Reproduce the records word for word, from the first line to the line containing "object_class: upper lip".

■ **DATA TO USE**
-- Opening Marker --

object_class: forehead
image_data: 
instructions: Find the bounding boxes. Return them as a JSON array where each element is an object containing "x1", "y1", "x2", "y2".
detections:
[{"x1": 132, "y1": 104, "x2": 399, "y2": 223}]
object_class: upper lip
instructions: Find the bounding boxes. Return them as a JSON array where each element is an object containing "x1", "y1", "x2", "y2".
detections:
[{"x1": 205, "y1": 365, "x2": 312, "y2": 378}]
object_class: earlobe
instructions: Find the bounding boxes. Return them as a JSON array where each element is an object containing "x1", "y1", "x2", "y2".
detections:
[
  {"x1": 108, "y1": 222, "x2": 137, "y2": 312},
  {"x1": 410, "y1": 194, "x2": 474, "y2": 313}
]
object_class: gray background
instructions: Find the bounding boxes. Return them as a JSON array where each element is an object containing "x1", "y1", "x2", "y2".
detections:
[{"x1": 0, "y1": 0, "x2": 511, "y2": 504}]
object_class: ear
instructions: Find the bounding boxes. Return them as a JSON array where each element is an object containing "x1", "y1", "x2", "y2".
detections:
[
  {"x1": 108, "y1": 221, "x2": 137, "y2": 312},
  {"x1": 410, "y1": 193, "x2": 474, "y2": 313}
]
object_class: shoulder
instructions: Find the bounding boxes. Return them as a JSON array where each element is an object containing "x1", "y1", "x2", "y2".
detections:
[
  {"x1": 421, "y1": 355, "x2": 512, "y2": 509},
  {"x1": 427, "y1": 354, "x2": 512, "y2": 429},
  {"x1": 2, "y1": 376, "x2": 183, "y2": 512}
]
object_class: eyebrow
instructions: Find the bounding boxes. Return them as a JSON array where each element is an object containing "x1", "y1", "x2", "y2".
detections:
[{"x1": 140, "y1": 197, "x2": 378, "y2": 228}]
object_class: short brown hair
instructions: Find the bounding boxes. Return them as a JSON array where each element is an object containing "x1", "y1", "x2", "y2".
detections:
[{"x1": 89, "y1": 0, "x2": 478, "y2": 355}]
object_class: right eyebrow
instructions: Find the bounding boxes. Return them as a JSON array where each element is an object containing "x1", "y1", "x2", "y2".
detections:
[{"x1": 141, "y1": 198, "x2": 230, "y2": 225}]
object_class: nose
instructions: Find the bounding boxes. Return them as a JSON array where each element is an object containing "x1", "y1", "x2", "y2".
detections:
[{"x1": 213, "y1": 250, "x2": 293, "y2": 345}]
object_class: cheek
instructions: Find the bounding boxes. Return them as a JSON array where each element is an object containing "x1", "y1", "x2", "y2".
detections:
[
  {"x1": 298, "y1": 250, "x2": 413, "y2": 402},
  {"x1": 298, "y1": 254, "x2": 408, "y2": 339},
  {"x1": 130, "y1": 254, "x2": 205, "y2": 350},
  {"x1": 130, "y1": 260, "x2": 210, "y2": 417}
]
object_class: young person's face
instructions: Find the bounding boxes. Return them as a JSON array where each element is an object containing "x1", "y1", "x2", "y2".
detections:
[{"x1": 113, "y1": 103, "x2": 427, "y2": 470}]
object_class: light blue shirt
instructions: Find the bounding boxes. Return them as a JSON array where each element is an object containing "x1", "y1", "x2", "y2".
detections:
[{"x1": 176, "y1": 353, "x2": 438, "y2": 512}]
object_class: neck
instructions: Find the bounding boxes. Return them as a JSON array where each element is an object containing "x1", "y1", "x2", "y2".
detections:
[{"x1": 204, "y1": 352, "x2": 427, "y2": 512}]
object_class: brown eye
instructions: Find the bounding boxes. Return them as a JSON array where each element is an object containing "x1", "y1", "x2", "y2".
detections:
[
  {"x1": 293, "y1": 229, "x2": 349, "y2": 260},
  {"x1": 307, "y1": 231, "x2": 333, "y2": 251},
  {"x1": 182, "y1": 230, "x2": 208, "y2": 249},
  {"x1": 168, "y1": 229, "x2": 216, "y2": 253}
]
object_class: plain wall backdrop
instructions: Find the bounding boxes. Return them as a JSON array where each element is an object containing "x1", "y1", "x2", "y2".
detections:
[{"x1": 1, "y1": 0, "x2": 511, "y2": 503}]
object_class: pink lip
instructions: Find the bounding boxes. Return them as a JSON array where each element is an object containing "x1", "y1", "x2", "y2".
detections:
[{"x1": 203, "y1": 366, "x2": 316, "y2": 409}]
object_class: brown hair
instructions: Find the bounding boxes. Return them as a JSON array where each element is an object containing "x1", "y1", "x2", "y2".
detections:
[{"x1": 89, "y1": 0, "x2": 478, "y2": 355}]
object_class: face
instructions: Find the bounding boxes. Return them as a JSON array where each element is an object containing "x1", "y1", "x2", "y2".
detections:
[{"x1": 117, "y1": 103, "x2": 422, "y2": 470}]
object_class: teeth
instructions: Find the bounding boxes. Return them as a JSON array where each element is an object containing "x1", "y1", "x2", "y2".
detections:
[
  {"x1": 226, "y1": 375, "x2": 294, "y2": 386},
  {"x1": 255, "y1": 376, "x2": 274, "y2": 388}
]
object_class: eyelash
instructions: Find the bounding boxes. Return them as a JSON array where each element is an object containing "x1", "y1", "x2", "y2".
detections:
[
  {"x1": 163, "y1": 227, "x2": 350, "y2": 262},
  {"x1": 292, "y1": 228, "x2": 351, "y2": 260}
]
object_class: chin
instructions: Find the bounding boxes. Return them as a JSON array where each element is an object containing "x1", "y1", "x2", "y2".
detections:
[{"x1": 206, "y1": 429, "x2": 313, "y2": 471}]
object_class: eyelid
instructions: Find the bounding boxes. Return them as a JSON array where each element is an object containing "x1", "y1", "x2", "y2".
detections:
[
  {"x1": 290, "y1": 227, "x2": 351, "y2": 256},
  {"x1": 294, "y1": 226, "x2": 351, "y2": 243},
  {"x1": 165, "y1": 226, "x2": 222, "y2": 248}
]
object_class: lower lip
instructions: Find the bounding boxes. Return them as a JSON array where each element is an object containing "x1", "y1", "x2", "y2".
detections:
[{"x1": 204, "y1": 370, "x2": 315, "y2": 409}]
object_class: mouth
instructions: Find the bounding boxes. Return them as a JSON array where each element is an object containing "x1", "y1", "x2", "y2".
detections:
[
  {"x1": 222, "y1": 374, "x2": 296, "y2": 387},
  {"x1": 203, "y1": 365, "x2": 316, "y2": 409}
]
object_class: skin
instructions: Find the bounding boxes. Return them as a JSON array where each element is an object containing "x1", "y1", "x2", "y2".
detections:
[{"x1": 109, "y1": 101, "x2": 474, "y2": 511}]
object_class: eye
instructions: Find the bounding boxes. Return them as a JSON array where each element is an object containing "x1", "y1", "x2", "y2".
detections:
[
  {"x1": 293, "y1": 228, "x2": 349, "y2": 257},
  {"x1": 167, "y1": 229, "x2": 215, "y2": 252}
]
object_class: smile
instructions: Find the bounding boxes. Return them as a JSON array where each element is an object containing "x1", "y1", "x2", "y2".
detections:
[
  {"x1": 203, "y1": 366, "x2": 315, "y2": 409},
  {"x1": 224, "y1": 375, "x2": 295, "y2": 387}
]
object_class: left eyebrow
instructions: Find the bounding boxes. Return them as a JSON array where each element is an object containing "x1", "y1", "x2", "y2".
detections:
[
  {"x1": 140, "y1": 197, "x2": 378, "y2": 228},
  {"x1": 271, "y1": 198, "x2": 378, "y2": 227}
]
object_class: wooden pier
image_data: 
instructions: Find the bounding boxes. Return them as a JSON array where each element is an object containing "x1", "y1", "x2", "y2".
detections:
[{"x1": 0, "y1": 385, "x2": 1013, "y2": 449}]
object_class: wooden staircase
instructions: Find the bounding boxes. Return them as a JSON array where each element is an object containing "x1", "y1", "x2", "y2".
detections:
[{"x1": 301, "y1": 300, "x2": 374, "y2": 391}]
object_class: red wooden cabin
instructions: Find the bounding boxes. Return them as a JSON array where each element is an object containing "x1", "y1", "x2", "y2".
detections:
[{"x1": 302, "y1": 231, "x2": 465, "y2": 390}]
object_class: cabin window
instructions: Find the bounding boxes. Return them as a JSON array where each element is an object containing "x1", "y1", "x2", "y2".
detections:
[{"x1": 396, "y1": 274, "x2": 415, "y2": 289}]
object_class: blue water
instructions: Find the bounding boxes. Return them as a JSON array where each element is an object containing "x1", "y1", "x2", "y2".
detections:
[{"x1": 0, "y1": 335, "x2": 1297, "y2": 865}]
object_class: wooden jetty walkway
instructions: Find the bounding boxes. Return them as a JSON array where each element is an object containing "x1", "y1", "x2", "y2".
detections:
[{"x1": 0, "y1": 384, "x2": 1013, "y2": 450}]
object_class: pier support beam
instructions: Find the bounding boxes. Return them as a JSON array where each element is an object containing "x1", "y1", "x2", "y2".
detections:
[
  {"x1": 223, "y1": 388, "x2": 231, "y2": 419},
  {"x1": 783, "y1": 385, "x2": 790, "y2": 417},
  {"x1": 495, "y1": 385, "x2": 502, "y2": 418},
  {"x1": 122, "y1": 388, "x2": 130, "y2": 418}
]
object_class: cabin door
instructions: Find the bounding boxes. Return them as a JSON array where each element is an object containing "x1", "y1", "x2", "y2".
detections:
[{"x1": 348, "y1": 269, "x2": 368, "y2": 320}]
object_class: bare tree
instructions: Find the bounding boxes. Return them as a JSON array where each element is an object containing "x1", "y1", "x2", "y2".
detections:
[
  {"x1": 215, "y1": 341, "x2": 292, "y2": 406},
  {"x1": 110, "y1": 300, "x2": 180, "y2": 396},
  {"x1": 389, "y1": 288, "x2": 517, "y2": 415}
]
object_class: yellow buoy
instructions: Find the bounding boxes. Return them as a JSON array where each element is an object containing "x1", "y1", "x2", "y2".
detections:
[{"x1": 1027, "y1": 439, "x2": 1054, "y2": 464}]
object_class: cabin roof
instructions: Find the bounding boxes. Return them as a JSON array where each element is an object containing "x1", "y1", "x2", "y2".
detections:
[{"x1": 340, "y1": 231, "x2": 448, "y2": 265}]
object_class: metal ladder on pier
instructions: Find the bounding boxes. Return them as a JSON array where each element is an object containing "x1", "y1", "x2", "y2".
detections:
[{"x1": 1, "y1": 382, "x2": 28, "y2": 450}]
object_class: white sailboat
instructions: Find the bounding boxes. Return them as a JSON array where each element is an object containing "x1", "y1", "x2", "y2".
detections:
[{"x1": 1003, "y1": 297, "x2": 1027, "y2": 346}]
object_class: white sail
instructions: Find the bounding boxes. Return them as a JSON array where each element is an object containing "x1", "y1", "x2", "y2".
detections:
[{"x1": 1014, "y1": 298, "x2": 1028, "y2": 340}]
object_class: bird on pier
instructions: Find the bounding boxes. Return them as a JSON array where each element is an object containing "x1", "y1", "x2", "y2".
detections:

-- Closing Marker --

■ **TASK SOLUTION**
object_class: forehead
image_data: 
instructions: Find the bounding boxes. Return them as a JSON array where each element is an object containing "x1", "y1", "x2", "y2".
detections:
[{"x1": 132, "y1": 104, "x2": 399, "y2": 223}]
object_class: upper lip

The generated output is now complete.